PROBLEM 1 - Reproduce the passage of the thread between "On Thu, Jan" and "such requests later.", inclusive.
PROBLEM 2 - According to the thread, what methods does blkdev_issue_zeroout() try, and in what order?
PROBLEM 3 - In the thread, why are older kernels (RHEL 6) and older drbd (8.3) not affected by the problem?

TEXT -
------------
On Thu, Jan 12, 2017 at 06:00:53PM +0100, Lars Ellenberg wrote:
> On Wed, Jan 11, 2017 at 06:23:08PM +0100, knebb@knebb.de wrote:
> > Hi Lars and all,
> > 
> > 
> > >> I have to cross-post to LVM as well to DRBD mailing list as I have no
> > >> clue where the issue is- if it's not a bug...
> > >>
> > >> I can not get working LVM  on top of drbd- I am getting I/O erros
> > >> followed by "diskless" state.
> > > For some reason, (some? not only?) VMWare virtual disks tend to pretend
> > > to support "write same", even if they fail such requests later.
> > >
> > > DRBD treats such failed WRITE-SAME the same way as any other backend
> > > error, and by default detaches.
> > Ok, it is beyond my knowledge, but I understand what the "write-same"
> > command does. But if the underlying physical disk offers the command and
> > reports an error when used this should apply to mkfs.ext4 on the device/
> > partition as well, shouldn't it?
> 
> In this case, it happens on first mount.
> Also, it is not an "EIO", but an "EOPNOTSUP".
> 
> What really happens is that the file system code calls
> blkdev_issue_zeroout(),
> which will try discard, if discard is available and discard zeroes data,
> or, if discard (with discard zeroes data) is not available or returns
> failure, tries write-same with ZERO_PAGE,
> or, if write-same is not available or returns failure,
> tries __blkdev_issue_zeroout() (which uses "normal" writes).
> 
> At least in "current upstream", probably very similar in your
> almost-3.10.something kernel.
> 
> DRBD sits in between, sees the failure return of write-same,
> and handles it by detaching.
> 
> > drbd detacheds when an error is
> > reported- but why does Linux not report an error without drbd? And why
> > does this only happen when using LVM in-between? Should be the same when
> > LVM is not used....
> 
> Yes. And it is, as far as I can tell.
> 
> > > Older kernels (RHEL 6) and also older drbd (8.3) are not affected, because they
> > > don't know about write-same.
> > My primary host is running CentOS7 while the secondary ist older
> > (CentOS6). I will try to create the ext4 on the secondary and then
> > switch to primary.
> > 
> > > Or tell the system that the backend does not support write-same:
> > > Check setting:
> > > 	grep ^ /sys/block/*/device/scsi_disk/*/max_write_same_blocks
> > > disable:
> > > 	echo 0 | tee /sys/block/*/device/scsi_disk/*/max_write_same_blocks
> > >
> > A "find /sys -name "*same*"" does not report any files named
> 
> double check that, please.
------------
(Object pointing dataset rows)
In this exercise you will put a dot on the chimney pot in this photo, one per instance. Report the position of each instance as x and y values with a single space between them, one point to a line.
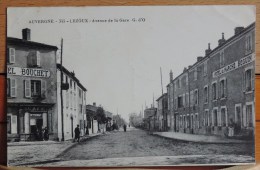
199 58
208 50
26 34
238 30
221 41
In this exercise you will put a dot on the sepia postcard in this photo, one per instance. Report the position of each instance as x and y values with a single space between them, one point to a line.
131 86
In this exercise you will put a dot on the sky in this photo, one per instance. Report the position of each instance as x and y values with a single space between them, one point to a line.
119 62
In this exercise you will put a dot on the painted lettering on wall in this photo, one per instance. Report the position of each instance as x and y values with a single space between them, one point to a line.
233 66
29 72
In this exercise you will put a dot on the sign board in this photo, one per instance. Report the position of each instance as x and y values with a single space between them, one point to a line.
234 65
28 72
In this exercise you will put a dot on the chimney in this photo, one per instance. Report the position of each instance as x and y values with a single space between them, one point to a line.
207 51
199 58
222 40
171 76
26 34
238 30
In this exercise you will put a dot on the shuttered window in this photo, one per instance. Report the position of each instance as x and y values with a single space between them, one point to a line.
27 88
38 58
12 87
43 89
11 55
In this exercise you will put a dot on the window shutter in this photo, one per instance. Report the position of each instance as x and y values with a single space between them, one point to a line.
27 88
38 58
225 87
43 89
7 55
11 55
13 88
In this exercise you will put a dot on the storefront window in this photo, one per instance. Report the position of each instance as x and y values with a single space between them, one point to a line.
35 88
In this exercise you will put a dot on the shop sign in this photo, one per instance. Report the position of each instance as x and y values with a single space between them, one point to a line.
28 72
35 109
233 66
35 115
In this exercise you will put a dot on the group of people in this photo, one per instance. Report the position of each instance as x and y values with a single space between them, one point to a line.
42 134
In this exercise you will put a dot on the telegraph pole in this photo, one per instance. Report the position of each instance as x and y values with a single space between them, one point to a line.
61 96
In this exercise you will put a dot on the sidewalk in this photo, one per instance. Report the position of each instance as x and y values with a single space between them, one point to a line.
36 152
198 138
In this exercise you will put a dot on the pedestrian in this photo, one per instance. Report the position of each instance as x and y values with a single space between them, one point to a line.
46 134
77 133
124 127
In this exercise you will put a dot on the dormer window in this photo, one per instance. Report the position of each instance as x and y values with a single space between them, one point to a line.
11 55
34 59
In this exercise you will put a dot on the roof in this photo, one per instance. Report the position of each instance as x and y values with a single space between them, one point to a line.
217 48
72 75
18 41
163 95
91 107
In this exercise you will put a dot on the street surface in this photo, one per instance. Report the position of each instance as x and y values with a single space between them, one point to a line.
138 143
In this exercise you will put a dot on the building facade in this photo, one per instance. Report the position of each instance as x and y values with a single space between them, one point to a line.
73 103
150 118
162 117
31 88
215 95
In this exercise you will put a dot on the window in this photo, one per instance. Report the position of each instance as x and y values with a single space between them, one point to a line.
215 117
195 74
238 115
224 116
9 124
34 59
205 68
187 97
11 87
248 80
196 97
180 101
178 83
38 58
35 88
206 121
214 91
248 43
206 94
249 115
197 123
222 58
11 55
223 85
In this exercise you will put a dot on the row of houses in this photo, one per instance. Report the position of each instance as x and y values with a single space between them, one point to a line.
215 95
44 94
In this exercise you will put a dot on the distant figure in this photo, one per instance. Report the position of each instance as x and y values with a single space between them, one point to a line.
77 133
46 134
124 127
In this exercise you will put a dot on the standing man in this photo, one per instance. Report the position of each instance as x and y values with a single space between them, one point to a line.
124 127
77 133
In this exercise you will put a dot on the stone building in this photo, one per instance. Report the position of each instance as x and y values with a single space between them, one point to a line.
162 117
215 95
31 88
74 104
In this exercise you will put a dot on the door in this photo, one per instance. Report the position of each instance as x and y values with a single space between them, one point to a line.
71 124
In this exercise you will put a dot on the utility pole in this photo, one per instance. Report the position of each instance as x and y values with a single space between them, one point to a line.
61 96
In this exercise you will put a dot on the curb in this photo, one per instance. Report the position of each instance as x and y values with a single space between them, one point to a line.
206 142
39 162
74 144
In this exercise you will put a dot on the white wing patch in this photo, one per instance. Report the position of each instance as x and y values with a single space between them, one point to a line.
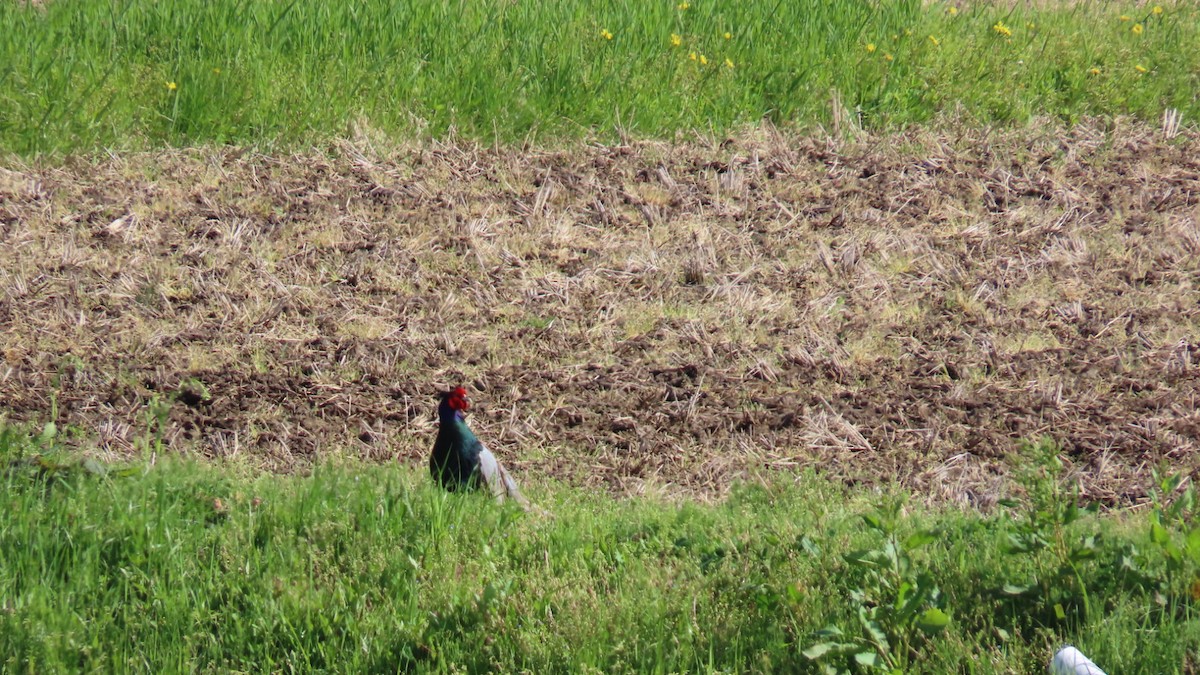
497 478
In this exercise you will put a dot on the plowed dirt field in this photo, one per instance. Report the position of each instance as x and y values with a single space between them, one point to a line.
654 316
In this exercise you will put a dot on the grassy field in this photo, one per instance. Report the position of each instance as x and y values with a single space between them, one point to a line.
93 75
761 300
367 568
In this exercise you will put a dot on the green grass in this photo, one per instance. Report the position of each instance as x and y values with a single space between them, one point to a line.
184 567
89 75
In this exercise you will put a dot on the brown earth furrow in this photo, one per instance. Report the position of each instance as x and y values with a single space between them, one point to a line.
647 316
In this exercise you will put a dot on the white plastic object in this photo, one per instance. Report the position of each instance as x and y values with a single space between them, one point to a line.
1071 661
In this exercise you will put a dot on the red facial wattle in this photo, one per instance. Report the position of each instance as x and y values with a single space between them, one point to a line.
457 400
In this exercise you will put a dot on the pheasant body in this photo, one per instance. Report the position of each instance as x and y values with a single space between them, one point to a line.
461 460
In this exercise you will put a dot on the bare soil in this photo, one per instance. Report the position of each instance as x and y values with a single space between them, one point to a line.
665 317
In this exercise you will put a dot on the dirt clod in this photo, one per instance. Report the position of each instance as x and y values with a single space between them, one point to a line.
------------
RIGHT ANSWER 1 -
On Thu, Jan 12, 2017 at 06:00:53PM +0100, Lars Ellenberg wrote:
> On Wed, Jan 11, 2017 at 06:23:08PM +0100, knebb@knebb.de wrote:
> > Hi Lars and all,
> > 
> > 
> > >> I have to cross-post to LVM as well to DRBD mailing list as I have no
> > >> clue where the issue is- if it's not a bug...
> > >>
> > >> I can not get working LVM  on top of drbd- I am getting I/O erros
> > >> followed by "diskless" state.
> > > For some reason, (some? not only?) VMWare virtual disks tend to pretend
> > > to support "write same", even if they fail such requests later.

RIGHT ANSWER 2 -
1. Discard, if discard is available and discard zeroes data
2. Write-same with ZERO_PAGE, if discard is not available or returns failure
3. __blkdev_issue_zeroout(), which uses "normal" writes, if write-same is not available or returns failure

RIGHT ANSWER 3 - They don't know about write-same. So they never send the write-same requests that fail and make DRBD detach.